+++ DATA UNDER STUDY +++
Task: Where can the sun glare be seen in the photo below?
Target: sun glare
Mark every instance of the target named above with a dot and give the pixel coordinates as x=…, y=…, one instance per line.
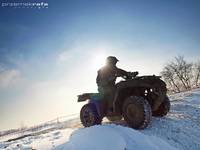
x=98, y=60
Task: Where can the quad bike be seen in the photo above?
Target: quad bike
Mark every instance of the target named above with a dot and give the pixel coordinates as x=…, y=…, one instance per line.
x=136, y=99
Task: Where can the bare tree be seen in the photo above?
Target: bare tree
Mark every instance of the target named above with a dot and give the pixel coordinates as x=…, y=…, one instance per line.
x=178, y=74
x=183, y=71
x=197, y=73
x=169, y=77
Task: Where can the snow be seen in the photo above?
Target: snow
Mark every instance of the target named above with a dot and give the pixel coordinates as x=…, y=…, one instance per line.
x=180, y=129
x=113, y=137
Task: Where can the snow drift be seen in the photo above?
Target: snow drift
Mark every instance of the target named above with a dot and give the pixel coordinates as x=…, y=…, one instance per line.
x=113, y=137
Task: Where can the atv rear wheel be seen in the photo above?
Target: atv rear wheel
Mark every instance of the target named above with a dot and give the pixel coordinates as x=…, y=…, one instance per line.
x=89, y=115
x=114, y=118
x=137, y=112
x=163, y=109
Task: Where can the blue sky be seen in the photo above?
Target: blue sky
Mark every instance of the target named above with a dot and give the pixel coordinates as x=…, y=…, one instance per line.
x=48, y=56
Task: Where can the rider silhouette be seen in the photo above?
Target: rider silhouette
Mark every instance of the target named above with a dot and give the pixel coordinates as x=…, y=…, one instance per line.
x=106, y=79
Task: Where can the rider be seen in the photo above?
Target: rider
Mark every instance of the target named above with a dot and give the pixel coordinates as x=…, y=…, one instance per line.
x=106, y=79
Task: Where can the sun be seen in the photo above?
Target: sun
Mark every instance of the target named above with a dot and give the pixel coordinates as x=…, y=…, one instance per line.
x=98, y=59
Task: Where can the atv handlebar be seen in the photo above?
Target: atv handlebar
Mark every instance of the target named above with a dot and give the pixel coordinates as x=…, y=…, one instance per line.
x=131, y=75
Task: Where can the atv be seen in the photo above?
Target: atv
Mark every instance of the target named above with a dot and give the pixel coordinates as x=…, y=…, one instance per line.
x=136, y=99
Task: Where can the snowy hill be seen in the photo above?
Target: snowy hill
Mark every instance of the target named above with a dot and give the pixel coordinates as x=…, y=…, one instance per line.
x=180, y=129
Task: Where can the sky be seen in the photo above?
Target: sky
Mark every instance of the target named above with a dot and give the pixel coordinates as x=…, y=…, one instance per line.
+++
* **AIM OF THE EXERCISE**: The response should hold only an exact retyping of the lines from the beginning of the data through the line containing "Target: rider silhouette", both ends kept, pictures omitted.

* **OUTPUT OF THE EXERCISE**:
Task: Where can the sun glare be seen in the photo below?
Target: sun glare
Mark every instance of the target named above with a dot and give the pixel coordinates as x=…, y=…, one instance per line.
x=98, y=60
Task: Where can the quad bike be seen in the photo above?
Target: quad bike
Mark every instance of the target named above with a dot and give the pixel coordinates as x=…, y=…, one instance per line.
x=136, y=99
Task: Where can the bare tree be seen in the photo above?
Target: bare tree
Mark every instance of the target named above with a dot and give the pixel coordinates as x=…, y=…, one instance per line.
x=178, y=74
x=183, y=71
x=197, y=73
x=169, y=77
Task: Where can the snow be seen in the photo above?
Target: snow
Mark every instance of the target named above with a dot and give the pixel coordinates as x=…, y=…, one instance per line.
x=180, y=129
x=113, y=137
Task: Where can the snow drift be seen in the photo above?
Target: snow drift
Mark every instance of the target named above with a dot and give the pixel coordinates as x=…, y=…, one instance per line.
x=113, y=137
Task: Where can the atv rear wheel be seen in the photo above?
Target: atv rear wheel
Mark every instance of the target named above with a dot and give the pixel coordinates as x=…, y=…, one instance per line.
x=89, y=115
x=114, y=118
x=137, y=112
x=163, y=109
Task: Where can the blue sky be seen in the photo above?
Target: blue sky
Mark every instance of the target named above with a dot and give the pixel coordinates as x=…, y=…, one instance per line.
x=48, y=56
Task: Where can the rider silhouette be seen in the photo above?
Target: rider silhouette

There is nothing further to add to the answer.